What you need to do:
Write out the records word for word, with no pictures.

(Location identification entries)
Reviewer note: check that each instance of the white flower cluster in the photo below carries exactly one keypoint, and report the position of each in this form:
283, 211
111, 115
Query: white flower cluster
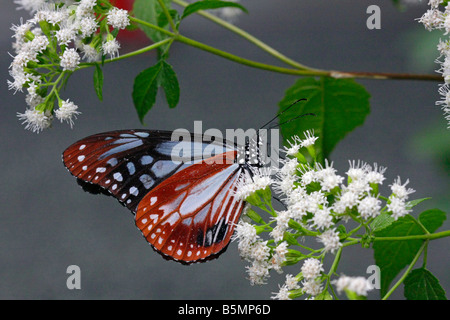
53, 43
438, 18
262, 257
316, 200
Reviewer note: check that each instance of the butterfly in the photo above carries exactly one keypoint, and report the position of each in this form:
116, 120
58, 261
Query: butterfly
185, 207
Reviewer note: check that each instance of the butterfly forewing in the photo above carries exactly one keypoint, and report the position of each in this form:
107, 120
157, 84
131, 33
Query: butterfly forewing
191, 215
186, 208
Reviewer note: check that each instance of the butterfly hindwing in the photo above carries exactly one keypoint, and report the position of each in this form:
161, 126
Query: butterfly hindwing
185, 208
191, 216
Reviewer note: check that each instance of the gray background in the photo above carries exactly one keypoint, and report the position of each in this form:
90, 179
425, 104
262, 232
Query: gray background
48, 223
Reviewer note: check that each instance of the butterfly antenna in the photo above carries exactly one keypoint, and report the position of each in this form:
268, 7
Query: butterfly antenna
295, 118
287, 108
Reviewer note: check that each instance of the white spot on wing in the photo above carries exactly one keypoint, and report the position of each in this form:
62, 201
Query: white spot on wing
131, 168
118, 176
146, 180
112, 162
142, 134
146, 160
134, 191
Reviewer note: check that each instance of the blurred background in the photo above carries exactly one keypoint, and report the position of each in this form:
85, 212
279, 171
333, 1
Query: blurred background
48, 222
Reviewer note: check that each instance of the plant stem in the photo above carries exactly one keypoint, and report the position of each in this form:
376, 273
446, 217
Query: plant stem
168, 16
407, 271
300, 70
249, 63
130, 54
152, 26
247, 36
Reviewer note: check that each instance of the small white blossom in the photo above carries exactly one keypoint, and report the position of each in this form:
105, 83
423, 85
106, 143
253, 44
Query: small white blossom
87, 26
111, 48
311, 268
327, 176
282, 220
291, 282
66, 34
360, 285
357, 170
312, 287
309, 140
399, 189
67, 112
29, 5
376, 175
35, 120
282, 294
260, 251
261, 178
90, 54
279, 256
398, 207
432, 19
118, 18
294, 146
330, 240
70, 60
322, 219
258, 272
369, 207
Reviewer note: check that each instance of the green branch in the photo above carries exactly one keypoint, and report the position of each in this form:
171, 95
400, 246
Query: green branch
407, 271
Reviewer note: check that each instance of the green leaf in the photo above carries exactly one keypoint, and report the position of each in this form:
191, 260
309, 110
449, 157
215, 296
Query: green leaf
393, 256
381, 222
421, 284
146, 86
98, 81
168, 80
163, 21
145, 89
149, 11
340, 105
210, 4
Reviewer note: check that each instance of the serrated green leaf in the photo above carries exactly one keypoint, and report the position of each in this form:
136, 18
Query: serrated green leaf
167, 78
421, 284
98, 81
149, 11
163, 21
340, 105
381, 222
393, 256
415, 202
146, 86
145, 89
210, 4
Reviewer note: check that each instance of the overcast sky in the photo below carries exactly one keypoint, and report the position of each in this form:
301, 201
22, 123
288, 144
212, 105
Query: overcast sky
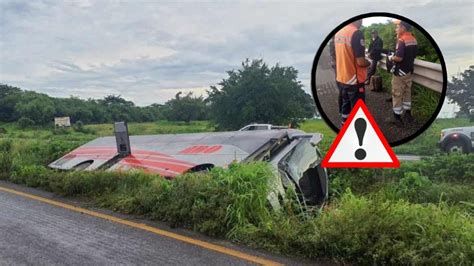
148, 51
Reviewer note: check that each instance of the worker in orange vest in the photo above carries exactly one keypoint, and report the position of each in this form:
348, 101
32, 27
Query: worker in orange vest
351, 66
403, 64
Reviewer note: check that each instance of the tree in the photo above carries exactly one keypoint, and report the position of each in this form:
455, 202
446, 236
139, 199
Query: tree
257, 93
9, 97
186, 108
461, 91
36, 106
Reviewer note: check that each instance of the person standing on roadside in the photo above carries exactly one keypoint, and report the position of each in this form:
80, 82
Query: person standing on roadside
351, 66
403, 64
375, 50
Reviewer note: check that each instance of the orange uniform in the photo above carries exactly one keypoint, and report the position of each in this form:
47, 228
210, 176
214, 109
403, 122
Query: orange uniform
349, 44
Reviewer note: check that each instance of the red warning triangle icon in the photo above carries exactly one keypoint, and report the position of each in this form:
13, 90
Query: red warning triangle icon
360, 143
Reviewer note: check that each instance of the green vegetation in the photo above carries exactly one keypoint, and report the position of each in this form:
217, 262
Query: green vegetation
424, 99
31, 108
260, 94
461, 92
255, 93
387, 33
421, 213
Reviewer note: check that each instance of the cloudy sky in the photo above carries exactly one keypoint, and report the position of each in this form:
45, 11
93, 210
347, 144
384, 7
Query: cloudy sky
147, 51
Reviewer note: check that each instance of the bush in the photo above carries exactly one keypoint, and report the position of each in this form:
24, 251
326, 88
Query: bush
25, 122
379, 231
6, 160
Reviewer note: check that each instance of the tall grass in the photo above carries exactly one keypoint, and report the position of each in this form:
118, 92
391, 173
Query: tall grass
420, 213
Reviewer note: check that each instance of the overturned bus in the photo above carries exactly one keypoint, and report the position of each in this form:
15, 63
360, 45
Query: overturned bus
292, 153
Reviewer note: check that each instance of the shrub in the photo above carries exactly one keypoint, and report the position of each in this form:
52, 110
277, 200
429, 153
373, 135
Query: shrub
25, 122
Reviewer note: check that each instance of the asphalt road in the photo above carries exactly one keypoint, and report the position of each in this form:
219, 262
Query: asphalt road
33, 232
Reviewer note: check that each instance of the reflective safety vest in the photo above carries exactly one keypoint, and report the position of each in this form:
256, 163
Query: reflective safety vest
408, 58
347, 70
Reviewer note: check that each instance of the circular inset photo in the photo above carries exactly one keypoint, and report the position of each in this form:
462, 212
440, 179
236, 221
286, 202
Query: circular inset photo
389, 62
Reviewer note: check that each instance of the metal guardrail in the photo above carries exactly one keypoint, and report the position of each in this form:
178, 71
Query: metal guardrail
425, 73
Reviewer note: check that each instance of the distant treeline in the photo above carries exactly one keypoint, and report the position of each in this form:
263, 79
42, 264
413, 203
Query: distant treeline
39, 109
255, 93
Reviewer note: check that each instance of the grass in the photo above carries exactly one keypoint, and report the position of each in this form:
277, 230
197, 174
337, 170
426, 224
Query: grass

The solution:
Reviewer note: check that each instance of the white flower cluster in the photo below carries exactly one keypoint, and report the position of each in this form:
283, 211
111, 115
Query: white flower cluster
53, 43
438, 18
262, 257
316, 200
Reviewer note: check that each instance of the butterfly in the photo above carries exactly one keypoint, and report the position of each in this form:
116, 120
58, 261
Query: butterfly
185, 207
Reviewer note: check that each instance of the butterfly forewing in the photo above carries exactly one keypoint, and report the position of each in this form:
107, 120
157, 84
131, 33
Query: butterfly forewing
191, 215
186, 208
Reviewer note: check that each instance of the butterfly hindwing in the photo above carries exactly one keypoint, and report the position of each in this form:
161, 126
Query: butterfly hindwing
185, 208
191, 216
Reviewer note: check that each instance of the gray background in the photo above carries exactly one keypoint, and report the position of each in this form:
90, 179
425, 104
262, 232
Query: gray background
48, 223
Reviewer note: check that each instance of the butterfly antenna in the photo above carries exactly one keypoint, and report the position of each in this form:
268, 7
Query: butterfly antenna
295, 118
287, 108
Reviewer note: check that each instance of the white spot on wing in the photo above carries exactly one keypoint, and report the position of each in this form:
62, 201
Query: white spot on wing
131, 168
118, 176
146, 180
112, 162
142, 134
146, 160
134, 191
Reviewer note: check that each instance of the blurred background in the photo above carries exactly one keypoint, and report the position of each in this form:
85, 212
279, 171
333, 1
Query: blurred background
48, 222
Reviewer note: check that each instance of the plant stem in the photo above carries exactly one keypoint, and report the position of each in this form:
376, 273
446, 217
Query: plant stem
168, 16
407, 271
300, 70
249, 63
130, 54
152, 26
247, 36
Reviewer note: check that each instance of the small white blossom in the photo above carries exactly one keypoint, and report the position of each in this form:
105, 83
423, 85
106, 143
253, 44
Query: small white blossom
87, 26
111, 48
311, 268
327, 176
282, 220
291, 282
66, 34
360, 285
357, 170
312, 287
309, 140
399, 189
67, 112
29, 5
376, 175
35, 120
282, 294
260, 251
261, 178
90, 54
279, 256
398, 207
432, 19
118, 18
294, 146
330, 240
70, 60
322, 219
258, 272
369, 207
Reviewer note: check that each instance of the green branch in the photo above carries exactly one keypoint, and report the position of each in this form:
171, 95
400, 246
Query: green branch
407, 271
Reviewer note: check that each instance of the green leaf in the photo above carries exactly one keypoint, and report the position of each in this form:
191, 260
309, 110
449, 157
215, 296
Query: green leaf
393, 256
381, 222
421, 284
146, 86
98, 81
168, 80
163, 21
145, 89
149, 11
340, 105
210, 4
Reviewer note: check that each instance of the serrated green leaf in the photo above carries exactly one keypoint, and report the position of each in this form:
136, 18
Query: serrated green leaf
167, 78
421, 284
98, 81
149, 11
163, 21
340, 105
381, 222
393, 256
415, 202
146, 86
145, 89
210, 4
Reviewer note: check that each instance of the overcast sky in the photo below carries exactly one keypoint, and report the position of each in this form:
301, 201
22, 123
288, 144
212, 105
Query: overcast sky
148, 51
Reviewer note: check that each instance of the worker in orange vest in the photo above carries exactly one keypoint, and report the position of each in this form:
348, 101
32, 27
Query: worker in orange vest
351, 66
403, 64
Reviewer note: check that each instance of the tree in the photo above carries exactly one keypoint, and report the position of each in this form:
455, 202
446, 236
139, 199
Query: tree
257, 93
9, 97
186, 108
461, 91
36, 106
Reviewer note: check that each instance of the person standing on roadside in the photo above carries exactly one keypoint, and report the position of each in this form:
80, 82
Query: person standing on roadside
351, 66
403, 64
375, 50
Reviewer note: check that each instance of the orange uniform in the photo above carries exactly one keypoint, and report the position of each in this form:
47, 228
210, 176
214, 109
403, 122
Query: orange uniform
349, 44
Reviewer note: check that each instance of the red warning triangle icon in the photo above carries exactly one keypoint, and report the position of each in this form:
13, 90
Query: red warning triangle icon
360, 143
Reviewer note: check that each instance of the green vegetation in the photo above carries exactly one keypoint, and report the position of each in this form:
217, 262
Query: green vegetation
424, 99
31, 108
260, 94
461, 92
255, 93
387, 33
421, 213
Reviewer note: check that each instance of the cloudy sky in the photo above carries exactly one keypoint, and report the position of each in this form:
45, 11
93, 210
347, 144
384, 7
Query: cloudy sky
147, 51
Reviewer note: check that each instance of the bush in the photo above carries exactly one keypoint, and report the position of each in this form:
24, 251
326, 88
Query: bush
25, 122
379, 231
6, 160
Reviewer note: check that each instance of the tall grass in the photo above carries exactly one keypoint, and report the position of each in this form:
118, 92
391, 173
Query: tall grass
420, 213
Reviewer note: check that each instance of the overturned bus in the photo above carries exactly one keypoint, and report the position of each in this form:
15, 63
360, 45
Query: overturned bus
292, 153
Reviewer note: check that each instance of the shrub in the photo above carries exactly one keypoint, and report the position of each in this form:
52, 110
277, 200
429, 153
373, 135
Query: shrub
25, 122
Reviewer note: check that each instance of the asphalt road in the photo above carries exactly one keypoint, and report the position of each in this form:
219, 262
Query: asphalt road
33, 232
Reviewer note: check that each instance of the reflective safety vest in the photo above carries exactly one keypoint, and report the position of each in this form:
256, 163
Query: reflective safety vest
408, 58
347, 70
Reviewer note: check that each instance of the circular inset photo in the photo above carries exactly one keypoint, and report the position of each in this form:
462, 212
440, 179
236, 221
286, 202
Query: circular inset photo
389, 62
Reviewer note: check that each instance of the metal guardrail in the photo above carries exactly one keypoint, and report the position of each in this form:
178, 71
Query: metal guardrail
425, 73
Reviewer note: check that each instance of the distant treeline in the photo above carries exactly one keypoint, and report the position of each in this form:
263, 79
42, 264
413, 203
Query: distant treeline
39, 109
255, 93
Reviewer note: check that each instance of the grass in the photo above carries exactly one keypoint, and report the position of each in this form:
277, 230
197, 174
337, 170
426, 224
Query: grass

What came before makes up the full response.